## Problem:
Everything from the first line of the material below through the line containing "Target: sweater sleeve" must be retyped exactly, and nothing past it.

## Given data:
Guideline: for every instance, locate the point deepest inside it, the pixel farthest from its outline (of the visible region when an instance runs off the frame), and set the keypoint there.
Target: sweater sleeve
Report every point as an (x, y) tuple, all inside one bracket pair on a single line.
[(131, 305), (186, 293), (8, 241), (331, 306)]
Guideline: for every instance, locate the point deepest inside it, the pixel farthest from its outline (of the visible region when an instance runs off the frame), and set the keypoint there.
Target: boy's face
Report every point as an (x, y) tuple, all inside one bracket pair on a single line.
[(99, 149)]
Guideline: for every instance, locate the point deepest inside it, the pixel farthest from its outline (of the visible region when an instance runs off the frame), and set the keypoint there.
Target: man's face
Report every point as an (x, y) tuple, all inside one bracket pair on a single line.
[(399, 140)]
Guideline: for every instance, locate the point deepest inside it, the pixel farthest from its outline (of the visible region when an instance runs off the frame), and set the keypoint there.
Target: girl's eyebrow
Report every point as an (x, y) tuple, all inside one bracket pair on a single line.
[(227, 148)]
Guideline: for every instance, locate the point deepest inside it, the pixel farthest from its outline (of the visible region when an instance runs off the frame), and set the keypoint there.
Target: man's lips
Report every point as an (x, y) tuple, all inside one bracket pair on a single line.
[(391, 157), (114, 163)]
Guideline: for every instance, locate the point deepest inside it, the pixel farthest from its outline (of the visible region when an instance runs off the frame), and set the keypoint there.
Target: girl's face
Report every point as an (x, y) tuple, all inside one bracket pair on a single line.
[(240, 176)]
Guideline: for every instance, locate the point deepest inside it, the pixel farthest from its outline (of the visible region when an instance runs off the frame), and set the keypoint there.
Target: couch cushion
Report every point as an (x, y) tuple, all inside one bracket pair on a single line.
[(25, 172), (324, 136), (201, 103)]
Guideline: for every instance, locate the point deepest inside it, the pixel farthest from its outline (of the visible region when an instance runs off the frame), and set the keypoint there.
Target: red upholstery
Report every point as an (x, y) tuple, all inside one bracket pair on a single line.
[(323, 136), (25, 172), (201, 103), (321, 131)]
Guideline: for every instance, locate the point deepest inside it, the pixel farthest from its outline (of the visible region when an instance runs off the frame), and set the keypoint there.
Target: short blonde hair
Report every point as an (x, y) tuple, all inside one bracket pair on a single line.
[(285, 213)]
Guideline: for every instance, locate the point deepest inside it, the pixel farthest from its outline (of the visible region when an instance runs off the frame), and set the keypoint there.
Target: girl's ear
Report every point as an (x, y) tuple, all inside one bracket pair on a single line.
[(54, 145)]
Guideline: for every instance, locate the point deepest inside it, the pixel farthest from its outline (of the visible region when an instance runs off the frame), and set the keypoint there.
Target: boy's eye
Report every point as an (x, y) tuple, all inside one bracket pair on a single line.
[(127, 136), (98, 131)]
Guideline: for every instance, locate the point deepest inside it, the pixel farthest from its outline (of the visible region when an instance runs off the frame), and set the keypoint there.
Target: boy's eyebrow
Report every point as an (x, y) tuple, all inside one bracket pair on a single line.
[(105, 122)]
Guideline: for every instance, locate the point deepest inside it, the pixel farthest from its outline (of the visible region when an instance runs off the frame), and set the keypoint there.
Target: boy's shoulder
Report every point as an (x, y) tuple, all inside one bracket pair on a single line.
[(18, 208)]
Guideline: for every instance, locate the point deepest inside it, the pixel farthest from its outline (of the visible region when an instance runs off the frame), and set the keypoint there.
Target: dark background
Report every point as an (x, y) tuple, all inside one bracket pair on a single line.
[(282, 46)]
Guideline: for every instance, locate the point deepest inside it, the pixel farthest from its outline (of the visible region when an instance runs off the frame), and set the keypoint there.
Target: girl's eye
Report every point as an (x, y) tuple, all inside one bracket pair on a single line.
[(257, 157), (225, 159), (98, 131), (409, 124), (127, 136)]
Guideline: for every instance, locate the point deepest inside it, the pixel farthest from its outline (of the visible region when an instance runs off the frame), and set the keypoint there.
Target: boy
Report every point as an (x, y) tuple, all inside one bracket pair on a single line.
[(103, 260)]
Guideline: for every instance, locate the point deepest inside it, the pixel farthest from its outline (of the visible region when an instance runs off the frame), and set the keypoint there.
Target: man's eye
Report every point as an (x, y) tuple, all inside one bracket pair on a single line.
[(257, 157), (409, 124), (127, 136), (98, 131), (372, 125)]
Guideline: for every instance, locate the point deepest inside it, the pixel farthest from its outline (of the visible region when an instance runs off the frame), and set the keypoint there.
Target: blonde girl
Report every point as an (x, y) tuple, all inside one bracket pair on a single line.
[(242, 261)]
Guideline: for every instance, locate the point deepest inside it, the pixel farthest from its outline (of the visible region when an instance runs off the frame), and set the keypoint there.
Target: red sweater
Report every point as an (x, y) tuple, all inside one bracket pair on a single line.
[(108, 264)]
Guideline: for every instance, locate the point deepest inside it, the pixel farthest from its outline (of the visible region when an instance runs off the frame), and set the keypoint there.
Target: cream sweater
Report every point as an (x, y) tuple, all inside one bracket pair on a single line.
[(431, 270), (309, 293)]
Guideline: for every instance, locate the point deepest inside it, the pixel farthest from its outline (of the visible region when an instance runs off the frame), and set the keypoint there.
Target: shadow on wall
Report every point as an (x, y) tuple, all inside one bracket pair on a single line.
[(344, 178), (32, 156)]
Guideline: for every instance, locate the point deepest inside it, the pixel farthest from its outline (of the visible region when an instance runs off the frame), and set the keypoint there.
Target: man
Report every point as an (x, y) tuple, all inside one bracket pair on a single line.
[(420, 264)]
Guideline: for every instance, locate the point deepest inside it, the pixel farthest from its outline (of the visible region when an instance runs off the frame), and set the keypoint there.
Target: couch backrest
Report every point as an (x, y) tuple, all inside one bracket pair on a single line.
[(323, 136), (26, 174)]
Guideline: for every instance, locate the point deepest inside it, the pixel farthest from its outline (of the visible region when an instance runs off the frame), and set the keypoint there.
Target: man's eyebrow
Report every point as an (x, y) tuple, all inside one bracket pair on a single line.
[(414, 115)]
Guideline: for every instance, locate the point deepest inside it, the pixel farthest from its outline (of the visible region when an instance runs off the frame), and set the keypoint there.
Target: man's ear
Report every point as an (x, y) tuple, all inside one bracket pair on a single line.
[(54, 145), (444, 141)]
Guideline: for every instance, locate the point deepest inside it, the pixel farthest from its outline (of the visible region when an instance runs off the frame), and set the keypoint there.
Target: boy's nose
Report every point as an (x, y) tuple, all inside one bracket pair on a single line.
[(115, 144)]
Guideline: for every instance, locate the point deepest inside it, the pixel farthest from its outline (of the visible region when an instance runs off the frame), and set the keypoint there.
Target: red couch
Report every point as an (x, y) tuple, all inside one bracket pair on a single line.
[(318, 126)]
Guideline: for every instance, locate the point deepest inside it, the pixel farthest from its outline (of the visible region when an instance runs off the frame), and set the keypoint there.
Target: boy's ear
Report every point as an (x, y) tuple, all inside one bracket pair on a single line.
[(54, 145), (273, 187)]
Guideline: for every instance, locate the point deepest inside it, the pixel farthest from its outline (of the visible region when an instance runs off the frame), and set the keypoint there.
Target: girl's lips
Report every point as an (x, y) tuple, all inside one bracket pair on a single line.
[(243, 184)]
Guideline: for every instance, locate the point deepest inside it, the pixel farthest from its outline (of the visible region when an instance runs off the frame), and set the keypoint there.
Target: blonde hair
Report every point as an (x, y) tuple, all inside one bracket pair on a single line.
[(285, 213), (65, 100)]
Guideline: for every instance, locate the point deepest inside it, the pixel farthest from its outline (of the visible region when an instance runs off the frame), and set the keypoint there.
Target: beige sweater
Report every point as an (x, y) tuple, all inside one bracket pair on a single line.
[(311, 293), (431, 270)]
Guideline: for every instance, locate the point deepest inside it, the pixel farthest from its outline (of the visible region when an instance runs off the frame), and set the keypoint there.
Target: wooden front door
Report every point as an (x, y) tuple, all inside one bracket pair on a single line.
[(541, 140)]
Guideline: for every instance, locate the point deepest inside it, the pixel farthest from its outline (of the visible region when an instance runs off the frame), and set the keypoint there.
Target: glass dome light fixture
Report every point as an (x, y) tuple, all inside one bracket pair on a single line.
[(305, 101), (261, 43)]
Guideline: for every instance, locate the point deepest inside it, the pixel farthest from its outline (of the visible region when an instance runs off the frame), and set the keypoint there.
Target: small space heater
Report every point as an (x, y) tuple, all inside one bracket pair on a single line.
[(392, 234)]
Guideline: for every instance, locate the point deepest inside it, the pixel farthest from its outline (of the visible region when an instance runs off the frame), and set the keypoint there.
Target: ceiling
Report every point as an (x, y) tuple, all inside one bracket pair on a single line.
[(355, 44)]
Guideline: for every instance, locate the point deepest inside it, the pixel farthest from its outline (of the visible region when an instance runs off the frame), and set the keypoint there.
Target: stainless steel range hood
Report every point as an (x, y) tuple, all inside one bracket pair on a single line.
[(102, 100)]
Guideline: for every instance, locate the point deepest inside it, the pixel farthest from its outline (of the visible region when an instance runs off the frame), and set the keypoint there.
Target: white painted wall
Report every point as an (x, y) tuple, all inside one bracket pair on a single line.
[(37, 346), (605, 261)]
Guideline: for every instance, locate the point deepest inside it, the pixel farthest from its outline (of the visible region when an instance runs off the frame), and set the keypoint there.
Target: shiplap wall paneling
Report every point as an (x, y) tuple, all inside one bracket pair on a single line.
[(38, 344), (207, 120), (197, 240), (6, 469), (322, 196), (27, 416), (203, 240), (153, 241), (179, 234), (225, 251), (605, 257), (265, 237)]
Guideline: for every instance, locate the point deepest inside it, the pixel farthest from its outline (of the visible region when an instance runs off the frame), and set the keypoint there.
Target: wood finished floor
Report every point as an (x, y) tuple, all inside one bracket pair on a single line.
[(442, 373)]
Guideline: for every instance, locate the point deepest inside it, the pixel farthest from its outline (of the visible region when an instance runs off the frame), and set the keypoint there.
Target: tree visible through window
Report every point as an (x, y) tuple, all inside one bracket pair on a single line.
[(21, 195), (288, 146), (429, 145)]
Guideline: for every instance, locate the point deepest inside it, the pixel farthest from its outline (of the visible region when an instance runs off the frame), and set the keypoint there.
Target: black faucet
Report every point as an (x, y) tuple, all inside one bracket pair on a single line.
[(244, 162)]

## Answer to the problem:
Guideline: for every instance, locate the point deepest inside it, the pixel farthest from its outline (of the visible region when an instance runs off the frame), and set the keypoint there.
Target: sweater sleeve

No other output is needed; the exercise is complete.